Material to process:
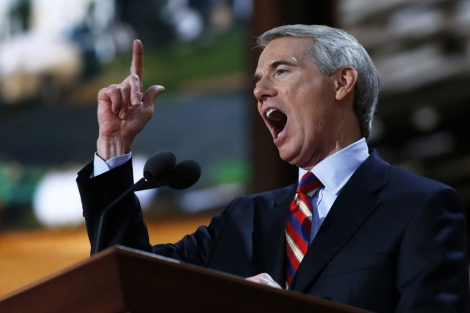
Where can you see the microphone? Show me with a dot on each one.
(159, 170)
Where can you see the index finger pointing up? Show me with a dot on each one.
(137, 59)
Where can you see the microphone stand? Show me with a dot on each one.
(104, 214)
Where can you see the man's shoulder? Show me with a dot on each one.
(270, 196)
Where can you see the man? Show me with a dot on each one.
(374, 236)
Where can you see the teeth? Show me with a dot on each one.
(270, 111)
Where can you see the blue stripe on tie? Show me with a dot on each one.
(306, 180)
(290, 268)
(298, 227)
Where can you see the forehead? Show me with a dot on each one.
(284, 48)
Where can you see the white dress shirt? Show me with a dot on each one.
(334, 172)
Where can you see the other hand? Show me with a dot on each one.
(124, 110)
(264, 279)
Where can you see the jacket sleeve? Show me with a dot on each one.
(125, 225)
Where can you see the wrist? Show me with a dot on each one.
(107, 148)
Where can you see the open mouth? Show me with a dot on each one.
(277, 120)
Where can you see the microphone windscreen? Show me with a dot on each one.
(159, 166)
(186, 174)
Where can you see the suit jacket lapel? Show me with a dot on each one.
(352, 207)
(272, 226)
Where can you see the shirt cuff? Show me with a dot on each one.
(101, 166)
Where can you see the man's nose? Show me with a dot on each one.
(264, 89)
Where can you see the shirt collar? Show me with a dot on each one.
(335, 170)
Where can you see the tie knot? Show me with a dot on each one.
(309, 184)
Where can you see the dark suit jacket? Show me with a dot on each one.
(392, 241)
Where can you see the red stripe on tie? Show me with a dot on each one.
(300, 236)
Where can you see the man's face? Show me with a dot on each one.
(296, 101)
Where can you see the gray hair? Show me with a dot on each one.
(331, 50)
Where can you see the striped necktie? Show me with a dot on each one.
(299, 223)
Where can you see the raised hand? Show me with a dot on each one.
(124, 110)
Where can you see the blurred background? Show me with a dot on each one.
(56, 54)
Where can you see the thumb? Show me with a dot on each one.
(152, 93)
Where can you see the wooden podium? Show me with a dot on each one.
(125, 280)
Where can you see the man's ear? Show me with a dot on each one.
(346, 79)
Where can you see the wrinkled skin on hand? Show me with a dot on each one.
(124, 109)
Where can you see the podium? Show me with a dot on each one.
(120, 279)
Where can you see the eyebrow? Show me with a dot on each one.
(273, 65)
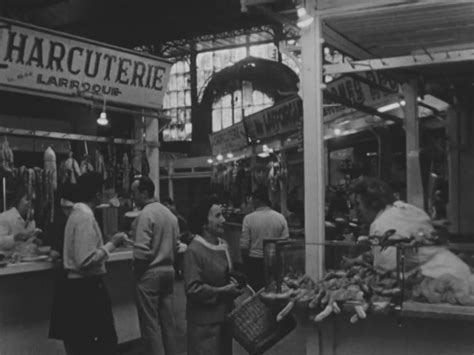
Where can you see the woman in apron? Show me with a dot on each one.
(82, 312)
(209, 290)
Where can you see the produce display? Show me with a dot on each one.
(357, 288)
(42, 183)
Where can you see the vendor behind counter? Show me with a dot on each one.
(17, 227)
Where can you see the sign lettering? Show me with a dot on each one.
(40, 59)
(228, 140)
(358, 92)
(278, 119)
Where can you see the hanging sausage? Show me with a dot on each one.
(126, 173)
(6, 155)
(86, 165)
(50, 180)
(70, 170)
(100, 164)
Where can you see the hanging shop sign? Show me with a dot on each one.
(38, 60)
(229, 139)
(360, 92)
(278, 119)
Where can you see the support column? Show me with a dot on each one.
(170, 181)
(283, 185)
(412, 130)
(152, 144)
(313, 132)
(454, 163)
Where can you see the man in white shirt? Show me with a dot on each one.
(263, 223)
(156, 236)
(377, 206)
(14, 224)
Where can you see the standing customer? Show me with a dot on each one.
(83, 318)
(209, 291)
(15, 226)
(156, 237)
(263, 223)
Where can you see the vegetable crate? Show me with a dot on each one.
(282, 258)
(255, 326)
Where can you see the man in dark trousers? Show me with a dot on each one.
(156, 234)
(263, 223)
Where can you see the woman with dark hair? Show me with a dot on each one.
(83, 313)
(209, 290)
(377, 206)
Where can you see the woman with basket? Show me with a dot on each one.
(208, 286)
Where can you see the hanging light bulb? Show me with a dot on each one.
(304, 19)
(102, 120)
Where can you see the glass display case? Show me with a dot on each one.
(437, 281)
(282, 258)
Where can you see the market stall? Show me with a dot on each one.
(53, 88)
(372, 33)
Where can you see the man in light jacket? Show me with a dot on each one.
(156, 235)
(263, 223)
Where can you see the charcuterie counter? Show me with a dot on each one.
(23, 267)
(26, 294)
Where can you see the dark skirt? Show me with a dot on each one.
(82, 311)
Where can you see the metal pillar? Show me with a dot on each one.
(314, 184)
(412, 129)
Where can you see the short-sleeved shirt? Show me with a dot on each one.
(263, 223)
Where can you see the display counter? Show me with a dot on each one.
(26, 293)
(385, 335)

What to do: None of the images should be copied, but every entry must be given again exactly.

Solution to this exercise:
Where can you see the microphone? Show me with a dot on each one.
(159, 170)
Where can you see the index finger pointing up? Show me with a dot on each one.
(137, 59)
Where can you see the microphone stand? Show me with a dot on each one.
(104, 214)
Where can you see the man's shoulder? Show me with a dot on each one.
(270, 196)
Where can you see the man? Show me with a dot on each one.
(374, 236)
Where can you see the teeth? Show me with a dot on each one.
(270, 111)
Where can you see the blue stripe on tie? Show me with a dot on each one.
(306, 180)
(290, 268)
(298, 227)
Where can you see the forehead? Show me with a dot on each one.
(284, 48)
Where can you see the white dress shirt? Show me with a dot on each one.
(334, 172)
Where can you see the other hand? Show me with a dot on each one.
(124, 110)
(264, 279)
Where can you see the jacket sleeve? Show me with a dot on each one.
(125, 225)
Where can you see the wrist? Show me with a dot on each one.
(107, 148)
Where can you see the open mouth? Show me with a dot on each one.
(277, 120)
Where can you see the microphone windscreen? Show me with a dot on each one.
(159, 166)
(186, 174)
Where can you see the suit jacket lapel? Show me with a dot on each one.
(352, 207)
(272, 226)
Where can you see the shirt cuff? Show me with a dot on each one.
(101, 166)
Where can you see the man's nose? Show me with a dot on each one.
(264, 89)
Where can you see the shirt collar? Show me with a dot on each one.
(335, 170)
Where can you see the tie knot? Show me with a dot on each one.
(309, 184)
Where can you see the dark suit jacket? Show me with a dot on each one.
(392, 241)
Where can you see the red stripe on tie? Show me with a dot on each one.
(300, 236)
Where can you see the man's face? Show me with a dot on each one.
(296, 101)
Where can you see the gray hair? Show me with a dot on each one.
(331, 50)
Where can you see the striped necktie? Show me with a dot on each one.
(299, 223)
Where can you see the raised hand? Show me with a dot on each one.
(124, 110)
Where can you see the blurred background? Show me with a dot on each one.
(56, 54)
Where can you see the thumb? Show me with a dot on each one.
(152, 93)
Where can you see the wooden podium? Show me with a dot on each one.
(125, 280)
Where can you see the man's ear? Show me with a dot on each one.
(346, 79)
Where can you see the wrinkled skin on hand? Show me with a dot on each one.
(124, 109)
Where can you see the podium? Show me with a dot on each one.
(120, 279)
Where can you see the eyebrow? Show me with a dot on each one.
(273, 65)
Where can you see the woman in apron? Show me with a dot on each one.
(82, 312)
(209, 290)
Where can you see the produce display? Show me with a dot on each one.
(357, 288)
(42, 183)
Where can you see the vendor behind counter? Show me with a dot on each one.
(17, 227)
Where can you see the sign lettering? Show me with a dot on each one.
(40, 59)
(228, 140)
(358, 92)
(278, 119)
Where can you see the hanging sausage? Show me with a dot on each one.
(126, 173)
(6, 155)
(86, 165)
(50, 180)
(70, 170)
(100, 164)
Where can you see the hanging shop sign? Show me with a dot on each one.
(38, 60)
(229, 139)
(360, 92)
(278, 119)
Where can you see the support column? Show me with a dot on each one.
(170, 181)
(283, 185)
(412, 130)
(152, 144)
(313, 132)
(454, 163)
Where can you see the man in white shirt? Show me with a dot on each one.
(263, 223)
(156, 236)
(377, 206)
(14, 224)
Where can you see the standing customer? Show me with a dot on each one.
(83, 318)
(209, 291)
(15, 226)
(156, 237)
(263, 223)
Where can you see the vegetable crate? Show me with a dot on each one.
(282, 258)
(255, 326)
Where can you see the man in dark trousers? Show me with a dot on each one.
(156, 234)
(263, 223)
Where can you see the woman with dark hair? Show me with a dot on each one.
(83, 313)
(209, 290)
(377, 206)
Where can you see the woman with basket? Show me with a dot on each one.
(208, 286)
Where can you see the hanging light bulb? Show me with a dot on each one.
(304, 19)
(102, 120)
Where can you see the glass display case? Show me with a dot on each one.
(437, 281)
(282, 258)
Where can you see the market stall? Show me with a dot on each one.
(53, 88)
(372, 33)
Where can you see the man in light jacket? Show me with a dot on each one.
(156, 235)
(263, 223)
Where can you see the charcuterie counter? Show me with a dot on each one.
(23, 267)
(26, 294)
Where can you see the dark skirt? Show me with a dot on each one.
(82, 311)
Where can you see the metal pillar? Show me with a dot on each one.
(314, 184)
(412, 129)
Where can you see the short-sleeved shirt? Show me with a dot on each one.
(263, 223)
Where can you see the display counter? Show me with a dot on each one.
(26, 293)
(385, 335)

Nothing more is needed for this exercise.